#### Given passage:
_ _ _
Angie Peltier, UMN Extension educator, Ian MacRae, UMN Extension entomologist and Bruce Potter, UMN Extension IPM specialist

The following information was provided during a 2023 Strategic Farming: Field Notes session. Read further to learn more about this free program that takes place each Wednesday morning throughout the growing season.

Cereal leaf beetle

A new insect pest of wheat has reared it’s bright orange thorax in Northern Minnesota. The cereal leaf beetle (CLB) (Oulema melanopus) was found by IPM Survey scouts in both Mahnomen and Norman counties. Further scouting found feeding damage and larvae of the insect in a number of fields within 15 miles of the original findings. Fields examined had varying population levels. However, none had larval numbers that were above treatment thresholds. 

The cereal leaf beetles are native to Europe and were first detected in the U.S in Michigan in the early 1960’s. Since then the insect has spread through the eastern states, west to Montana, south to Missouri and east to Virginia. It has been reported in southern MN but we believe this is the first reporting of cereal leaf beetle from northern Minnesota.


Fig. 1. Adult cereal leaf beetle (Oulema melanopus)
Photo: Hania Berdys,
Adult cereal leaf beetles are about ¼” long, have metallic dark blue wing covers, a bright orange thorax, orange-yellow legs, and black head with well-developed antennae (Figure 1). They lay bright orange eggs singly or in twos on the leaf surface of grasses and small grains. These eggs hatch into slug-like larvae with light yellow bodies and 6 small legs on their lower side, directly behind the head (Figure 2). 

Fig. 2. Cereal leaf beetle larva. Larvae carry their frass (ie. feces)
on the back to protect against predators. This gives larvae
a slimy black and sometimes striped appearance. Photo:
Chris DiFonzo, Michigan State University.
These larvae have the interesting habit of covering themselves with a black slimy mix of mucus and their own feces. This discourages predation and probably camouflages its yellow coloring. When walking through infested fields, this material will rub off on your clothing providing a reliable, but disgusting, way of discovering their presence. 

Life cycle

Cereal leaf beetles have one generation per year; adult beetles overwinter in shelterbelts and wooded areas in leaf litter. They emerge and mate when temperatures rise above 50F and feed on winter/spring grains or other grass species for about 10 days, usually May through June. Eggs are laid and hatch in up to 23 days, depending on ambient temperature. Larvae feed and grow for 12-20 days, going through 4 molts. When fully grown, larvae will drop and burrow into the ground to pupate. After 10-21 days, pupation will be complete and the adults emerge from the soil. The adults will feed for 2-3 weeks on grains, oats, ryegrass and other grassy species before finding overwintering habitat.

Damage and treatment thresholds

Both adults and larvae feed on the upper surface of leaves and consume leaf material down to the lower leaf cuticle, resulting in window panes on the leaf. Adult feeding damage tends to be in long narrow strips along the leaf. Larval feeding is more clustered and results in windowpanes that extend across the width of the leaf. These window panes (lower leaf cuticle) will eventually dry and break off, causing even more damage to the leaf.
_ _ _
#### Directives:
1. Return everything in the cereal leaf beetle text from "Fig. 1. Adult cereal" down to "frass (ie. feces)".
2. From the cereal leaf beetle text's description of the adult beetle, list each body part that is given a color, along with that color.
Rely on the cereal leaf beetle text alone.
_ _ _
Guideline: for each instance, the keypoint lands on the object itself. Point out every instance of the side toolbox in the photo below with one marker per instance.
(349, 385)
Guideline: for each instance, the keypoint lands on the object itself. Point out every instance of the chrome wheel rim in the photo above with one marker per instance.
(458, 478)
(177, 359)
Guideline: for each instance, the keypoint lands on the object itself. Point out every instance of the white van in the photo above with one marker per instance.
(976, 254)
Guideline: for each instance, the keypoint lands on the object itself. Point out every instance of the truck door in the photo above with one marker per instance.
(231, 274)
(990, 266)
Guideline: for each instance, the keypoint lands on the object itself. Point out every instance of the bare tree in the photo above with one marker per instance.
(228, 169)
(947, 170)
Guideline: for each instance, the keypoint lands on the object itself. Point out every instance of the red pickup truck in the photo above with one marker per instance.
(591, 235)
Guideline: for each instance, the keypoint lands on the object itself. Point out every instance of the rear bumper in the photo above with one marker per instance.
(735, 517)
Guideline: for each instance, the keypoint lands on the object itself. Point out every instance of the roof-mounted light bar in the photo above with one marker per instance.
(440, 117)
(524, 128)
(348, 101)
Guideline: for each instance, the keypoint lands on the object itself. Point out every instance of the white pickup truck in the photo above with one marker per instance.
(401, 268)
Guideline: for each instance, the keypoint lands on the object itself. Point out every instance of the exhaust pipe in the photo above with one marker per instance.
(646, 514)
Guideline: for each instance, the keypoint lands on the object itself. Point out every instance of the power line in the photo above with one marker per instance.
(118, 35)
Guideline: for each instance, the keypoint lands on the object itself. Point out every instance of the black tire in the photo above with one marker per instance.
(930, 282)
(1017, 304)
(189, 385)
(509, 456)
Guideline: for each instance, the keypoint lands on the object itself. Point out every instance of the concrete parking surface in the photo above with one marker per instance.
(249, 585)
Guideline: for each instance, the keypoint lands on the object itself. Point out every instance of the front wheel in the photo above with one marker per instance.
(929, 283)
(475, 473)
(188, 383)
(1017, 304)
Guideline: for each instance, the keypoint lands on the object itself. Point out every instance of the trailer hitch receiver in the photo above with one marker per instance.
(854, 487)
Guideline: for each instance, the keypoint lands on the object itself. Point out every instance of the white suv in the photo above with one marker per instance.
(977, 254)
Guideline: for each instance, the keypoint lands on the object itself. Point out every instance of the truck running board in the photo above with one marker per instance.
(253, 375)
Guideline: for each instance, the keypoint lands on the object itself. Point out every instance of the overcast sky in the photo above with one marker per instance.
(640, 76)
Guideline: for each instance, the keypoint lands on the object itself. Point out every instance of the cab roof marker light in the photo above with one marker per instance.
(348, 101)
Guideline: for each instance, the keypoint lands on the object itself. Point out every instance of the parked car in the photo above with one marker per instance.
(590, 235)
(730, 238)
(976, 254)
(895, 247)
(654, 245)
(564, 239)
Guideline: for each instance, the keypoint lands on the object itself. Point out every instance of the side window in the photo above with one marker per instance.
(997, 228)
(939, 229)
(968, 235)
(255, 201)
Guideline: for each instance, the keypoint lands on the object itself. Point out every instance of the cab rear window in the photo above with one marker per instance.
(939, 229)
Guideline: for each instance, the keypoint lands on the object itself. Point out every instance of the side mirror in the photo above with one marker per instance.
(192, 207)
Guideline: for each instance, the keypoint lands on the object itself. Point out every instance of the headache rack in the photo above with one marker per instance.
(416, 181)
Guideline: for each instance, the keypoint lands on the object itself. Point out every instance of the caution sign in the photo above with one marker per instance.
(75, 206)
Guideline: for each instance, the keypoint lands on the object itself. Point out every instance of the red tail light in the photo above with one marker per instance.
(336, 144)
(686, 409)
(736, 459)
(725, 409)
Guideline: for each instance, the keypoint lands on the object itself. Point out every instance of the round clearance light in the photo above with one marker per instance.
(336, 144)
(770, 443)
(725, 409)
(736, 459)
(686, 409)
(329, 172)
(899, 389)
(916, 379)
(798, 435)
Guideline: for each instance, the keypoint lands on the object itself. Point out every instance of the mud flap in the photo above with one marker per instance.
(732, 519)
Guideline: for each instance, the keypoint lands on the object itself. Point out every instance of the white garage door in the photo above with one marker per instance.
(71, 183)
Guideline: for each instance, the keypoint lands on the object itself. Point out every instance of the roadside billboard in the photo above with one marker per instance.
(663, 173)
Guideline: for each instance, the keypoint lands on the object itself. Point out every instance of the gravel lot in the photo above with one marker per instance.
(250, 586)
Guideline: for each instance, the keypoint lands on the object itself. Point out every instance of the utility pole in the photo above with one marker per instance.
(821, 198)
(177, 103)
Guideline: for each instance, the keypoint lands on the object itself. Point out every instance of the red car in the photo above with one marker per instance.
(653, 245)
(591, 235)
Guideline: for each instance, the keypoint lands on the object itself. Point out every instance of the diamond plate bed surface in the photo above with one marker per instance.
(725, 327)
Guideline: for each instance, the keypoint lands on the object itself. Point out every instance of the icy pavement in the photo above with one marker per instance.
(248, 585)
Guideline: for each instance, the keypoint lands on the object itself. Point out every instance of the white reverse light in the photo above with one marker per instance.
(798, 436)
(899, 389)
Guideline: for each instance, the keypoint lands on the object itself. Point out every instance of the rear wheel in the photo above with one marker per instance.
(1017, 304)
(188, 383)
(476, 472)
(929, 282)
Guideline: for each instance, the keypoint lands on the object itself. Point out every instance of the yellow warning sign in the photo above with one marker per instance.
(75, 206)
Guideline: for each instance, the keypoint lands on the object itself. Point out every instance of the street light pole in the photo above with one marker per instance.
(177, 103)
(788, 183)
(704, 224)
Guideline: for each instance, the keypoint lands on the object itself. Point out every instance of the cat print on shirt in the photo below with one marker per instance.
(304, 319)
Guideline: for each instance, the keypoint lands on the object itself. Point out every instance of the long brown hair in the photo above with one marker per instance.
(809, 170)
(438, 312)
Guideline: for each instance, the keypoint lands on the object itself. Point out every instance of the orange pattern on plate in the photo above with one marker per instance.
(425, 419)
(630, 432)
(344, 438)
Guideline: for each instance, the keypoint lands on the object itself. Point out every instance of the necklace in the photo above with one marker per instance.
_ _ _
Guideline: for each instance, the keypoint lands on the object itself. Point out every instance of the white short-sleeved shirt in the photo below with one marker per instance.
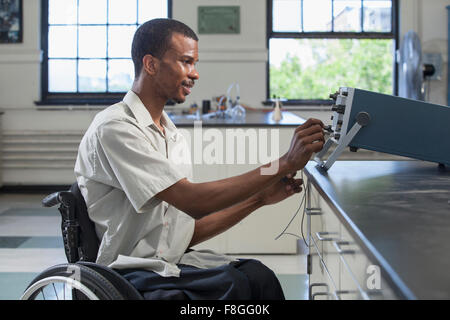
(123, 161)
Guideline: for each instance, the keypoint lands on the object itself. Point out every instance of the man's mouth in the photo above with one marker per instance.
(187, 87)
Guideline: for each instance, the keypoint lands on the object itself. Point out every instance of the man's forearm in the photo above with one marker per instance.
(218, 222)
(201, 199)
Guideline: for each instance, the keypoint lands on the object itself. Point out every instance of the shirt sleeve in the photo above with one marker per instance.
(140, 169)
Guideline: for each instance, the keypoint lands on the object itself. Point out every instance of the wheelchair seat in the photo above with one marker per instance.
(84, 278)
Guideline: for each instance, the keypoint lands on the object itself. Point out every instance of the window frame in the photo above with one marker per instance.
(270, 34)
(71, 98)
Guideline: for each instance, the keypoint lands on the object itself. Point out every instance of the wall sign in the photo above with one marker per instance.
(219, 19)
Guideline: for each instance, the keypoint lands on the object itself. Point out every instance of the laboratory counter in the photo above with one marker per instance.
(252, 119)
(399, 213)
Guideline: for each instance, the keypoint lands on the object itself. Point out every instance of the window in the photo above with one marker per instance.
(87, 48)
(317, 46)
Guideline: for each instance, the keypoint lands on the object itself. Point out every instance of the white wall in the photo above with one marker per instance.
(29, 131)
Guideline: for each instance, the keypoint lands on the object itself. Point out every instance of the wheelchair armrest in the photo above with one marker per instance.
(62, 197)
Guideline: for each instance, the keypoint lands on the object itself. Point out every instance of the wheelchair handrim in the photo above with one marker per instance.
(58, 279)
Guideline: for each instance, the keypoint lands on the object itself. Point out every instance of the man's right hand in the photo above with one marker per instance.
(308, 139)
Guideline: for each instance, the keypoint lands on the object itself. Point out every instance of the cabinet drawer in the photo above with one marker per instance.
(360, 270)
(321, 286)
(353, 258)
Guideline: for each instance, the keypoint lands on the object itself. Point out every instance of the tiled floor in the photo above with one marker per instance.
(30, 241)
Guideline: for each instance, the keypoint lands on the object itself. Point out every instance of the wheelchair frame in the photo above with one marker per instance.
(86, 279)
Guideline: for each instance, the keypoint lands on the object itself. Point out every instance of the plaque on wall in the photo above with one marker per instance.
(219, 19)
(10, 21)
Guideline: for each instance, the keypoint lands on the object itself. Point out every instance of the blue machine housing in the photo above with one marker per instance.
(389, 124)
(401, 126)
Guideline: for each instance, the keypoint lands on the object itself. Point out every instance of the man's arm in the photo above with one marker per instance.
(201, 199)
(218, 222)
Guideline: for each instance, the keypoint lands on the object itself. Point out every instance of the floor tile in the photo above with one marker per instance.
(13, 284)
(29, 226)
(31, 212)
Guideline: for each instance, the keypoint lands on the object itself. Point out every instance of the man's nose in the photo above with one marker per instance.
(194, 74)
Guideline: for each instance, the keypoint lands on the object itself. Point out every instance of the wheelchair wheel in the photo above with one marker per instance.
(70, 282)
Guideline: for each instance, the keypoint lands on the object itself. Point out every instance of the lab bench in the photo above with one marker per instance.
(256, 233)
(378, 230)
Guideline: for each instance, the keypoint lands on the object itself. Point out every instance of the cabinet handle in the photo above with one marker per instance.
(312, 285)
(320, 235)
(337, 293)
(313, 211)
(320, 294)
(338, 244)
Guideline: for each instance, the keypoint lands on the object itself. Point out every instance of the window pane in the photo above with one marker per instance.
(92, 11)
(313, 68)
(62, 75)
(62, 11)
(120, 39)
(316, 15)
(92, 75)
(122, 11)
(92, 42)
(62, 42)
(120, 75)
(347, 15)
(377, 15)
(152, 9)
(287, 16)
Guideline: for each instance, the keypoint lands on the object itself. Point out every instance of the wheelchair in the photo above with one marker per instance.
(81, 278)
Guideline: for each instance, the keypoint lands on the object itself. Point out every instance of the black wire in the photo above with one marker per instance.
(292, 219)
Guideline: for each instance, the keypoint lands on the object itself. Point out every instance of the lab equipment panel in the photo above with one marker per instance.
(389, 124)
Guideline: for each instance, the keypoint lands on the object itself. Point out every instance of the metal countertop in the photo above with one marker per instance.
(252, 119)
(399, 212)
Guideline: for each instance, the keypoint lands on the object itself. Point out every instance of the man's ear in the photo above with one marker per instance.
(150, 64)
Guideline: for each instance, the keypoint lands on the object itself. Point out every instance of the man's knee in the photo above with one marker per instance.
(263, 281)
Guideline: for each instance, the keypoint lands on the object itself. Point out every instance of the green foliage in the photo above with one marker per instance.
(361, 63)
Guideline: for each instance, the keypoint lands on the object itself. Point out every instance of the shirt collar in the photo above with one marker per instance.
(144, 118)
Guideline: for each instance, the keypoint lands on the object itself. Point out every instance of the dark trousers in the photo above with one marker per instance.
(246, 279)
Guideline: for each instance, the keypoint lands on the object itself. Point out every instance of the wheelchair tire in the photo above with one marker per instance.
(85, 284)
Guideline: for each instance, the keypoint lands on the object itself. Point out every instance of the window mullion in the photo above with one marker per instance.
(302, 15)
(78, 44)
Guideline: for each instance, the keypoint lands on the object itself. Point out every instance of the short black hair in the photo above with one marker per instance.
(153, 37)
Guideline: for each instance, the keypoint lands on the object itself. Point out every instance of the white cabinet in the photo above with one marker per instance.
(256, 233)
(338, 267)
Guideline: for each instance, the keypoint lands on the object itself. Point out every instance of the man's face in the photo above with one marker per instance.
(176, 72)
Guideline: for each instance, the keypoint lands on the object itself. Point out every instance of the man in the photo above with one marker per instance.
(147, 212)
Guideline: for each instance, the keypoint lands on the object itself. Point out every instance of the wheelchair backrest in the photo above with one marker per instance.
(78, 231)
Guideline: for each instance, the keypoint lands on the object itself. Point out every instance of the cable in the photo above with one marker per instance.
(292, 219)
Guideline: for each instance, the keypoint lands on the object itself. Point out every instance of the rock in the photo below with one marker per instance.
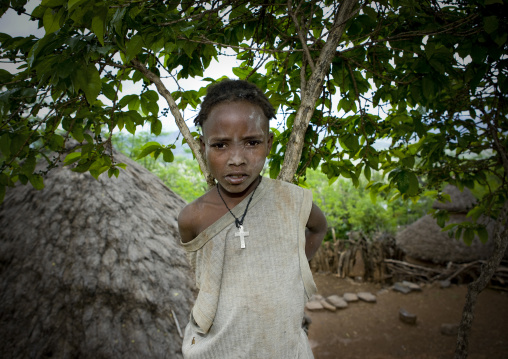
_ _ _
#### Answers per task:
1.
Fig. 1. Adult cereal leaf beetle (Oulema melanopus)
Photo: Hania Berdys,
Adult cereal leaf beetles are about ¼” long, have metallic dark blue wing covers, a bright orange thorax, orange-yellow legs, and black head with well-developed antennae (Figure 1). They lay bright orange eggs singly or in twos on the leaf surface of grasses and small grains. These eggs hatch into slug-like larvae with light yellow bodies and 6 small legs on their lower side, directly behind the head (Figure 2). 

Fig. 2. Cereal leaf beetle larva. Larvae carry their frass (ie. feces)

2.
- Wing covers: metallic dark blue
- Thorax: bright orange
- Legs: orange-yellow
- Head: black